* Prompt
Can you set down every one of the rows below word for word, leaving out the pictures?

[start]

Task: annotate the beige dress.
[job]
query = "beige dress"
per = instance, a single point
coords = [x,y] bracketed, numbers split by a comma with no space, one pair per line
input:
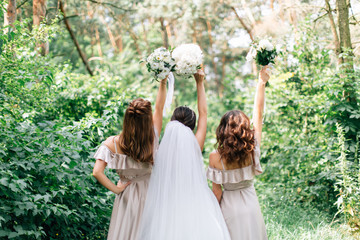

[end]

* The response
Task: annotate the beige dress.
[job]
query = "beige dress"
per = instance, a single point
coords = [x,y] bracketed, numbers split by a comma with no space, one pair per line
input:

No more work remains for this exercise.